• Problem 1:
Answer these questions using the interview with Bruno Navasky below.
(a) Which book did Bruno Navasky translate?
(b) Where did he teach language arts and computer science for more than a decade?
(c) Through whose childhood friendship did he first encounter Japanese?
• Problem 2: Print the part of the interview with Bruno Navasky below starting at "Bruno Navasky is" and ending at "interview first appeared.".

### Supplied passage

Bruno Navasky is the translator of How Do You Live? by Genzaburo Yoshino, a book known for (among other things) being “the first English translation of Hayao Miyazaki’s favorite children’s book.” Bruno kindly agreed to do an interview for the SCBWI Japan Translation Group Blog, where a condensed version of this interview first appeared.

Deborah Iwabuchi: Hi, Bruno! On your website, you introduce yourself as “a teacher and writer in New York City.” Could you add a little to this, especially in terms of translation?

Bruno Navasky: For many years I worked at The Academy of American Poets, where I founded a poetry journal, edited several anthologies of poetry, created the popular website poets.org, edited various poetry anthologies and publications, developed educational programming, and now serve on the board of directors. I also taught language arts and computer science at a tuition-free school in Harlem for more than a decade. My freelance work includes book reviews, journalism, and consulting work in education, technology, and curriculum development, as well as the occasional translation project.

Translation has always been for me less a vocation than a constant avocation. I first encountered Japanese through a childhood friendship with the conductor Alan Gilbert. The two of us studied French and Latin together as kids, and his family took me on my first trip to Japan, where we traveled with his Japanese cousins during their summer vacation. It was an unforgettable tour, from the onsen at Hakone up to the thatched rooftops of Takayama and down to the gardens and temples of Kyoto and Nara. As we traveled, I picked up random phrases of Japanese, and I remember being struck by the many ways in which it reminded me of the Latin works I was reading at the time (SOV word order, for instance, and regular conjugations that create a surfeit of end-rhymes, and thus a tendency to syllabic verse). I was just at the close of that period when language acquisition happens with minimal effort, and I came away with a budding appreciation of Japanese culture and an abiding love for the language.

######
### Dataset entries

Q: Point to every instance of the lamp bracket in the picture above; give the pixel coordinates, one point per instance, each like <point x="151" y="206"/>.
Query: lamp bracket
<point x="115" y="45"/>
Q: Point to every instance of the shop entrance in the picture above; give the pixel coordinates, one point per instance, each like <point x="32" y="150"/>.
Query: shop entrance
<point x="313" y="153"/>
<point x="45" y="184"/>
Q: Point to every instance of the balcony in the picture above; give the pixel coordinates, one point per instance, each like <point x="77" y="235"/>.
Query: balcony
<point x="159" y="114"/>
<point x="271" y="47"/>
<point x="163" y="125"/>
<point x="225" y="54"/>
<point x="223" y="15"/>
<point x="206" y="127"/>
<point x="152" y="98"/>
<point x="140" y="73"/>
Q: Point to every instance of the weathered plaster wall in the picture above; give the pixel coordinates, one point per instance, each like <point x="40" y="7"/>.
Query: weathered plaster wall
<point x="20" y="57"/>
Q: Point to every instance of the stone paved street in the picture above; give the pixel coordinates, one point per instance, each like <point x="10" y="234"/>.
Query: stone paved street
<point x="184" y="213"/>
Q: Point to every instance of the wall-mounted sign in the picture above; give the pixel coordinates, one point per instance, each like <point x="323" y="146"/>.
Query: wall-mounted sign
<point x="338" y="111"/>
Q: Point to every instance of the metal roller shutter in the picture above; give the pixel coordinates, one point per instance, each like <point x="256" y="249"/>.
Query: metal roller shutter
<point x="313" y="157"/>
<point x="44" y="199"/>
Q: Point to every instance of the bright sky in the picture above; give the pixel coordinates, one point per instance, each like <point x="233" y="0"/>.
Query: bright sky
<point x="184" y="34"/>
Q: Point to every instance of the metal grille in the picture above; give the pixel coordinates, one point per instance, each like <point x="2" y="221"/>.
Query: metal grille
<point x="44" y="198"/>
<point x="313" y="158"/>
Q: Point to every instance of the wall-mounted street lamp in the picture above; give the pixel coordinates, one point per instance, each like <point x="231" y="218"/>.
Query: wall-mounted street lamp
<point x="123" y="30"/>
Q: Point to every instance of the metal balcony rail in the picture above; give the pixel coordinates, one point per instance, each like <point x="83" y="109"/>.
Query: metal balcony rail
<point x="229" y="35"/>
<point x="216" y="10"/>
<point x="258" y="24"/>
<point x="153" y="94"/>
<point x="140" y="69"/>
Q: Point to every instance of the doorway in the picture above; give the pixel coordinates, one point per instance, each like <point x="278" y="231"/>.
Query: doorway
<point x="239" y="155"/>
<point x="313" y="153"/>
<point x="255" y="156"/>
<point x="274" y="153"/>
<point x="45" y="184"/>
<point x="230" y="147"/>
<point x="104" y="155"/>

######

• Complete response 1:
(a) How Do You Live? by Genzaburo Yoshino
(b) At a tuition-free school in Harlem
(c) The conductor Alan Gilbert

• Complete response 2:
Bruno Navasky is the translator of How Do You Live? by Genzaburo Yoshino, a book known for (among other things) being “the first English translation of Hayao Miyazaki’s favorite children’s book.” Bruno kindly agreed to do an interview for the SCBWI Japan Translation Group Blog, where a condensed version of this interview first appeared.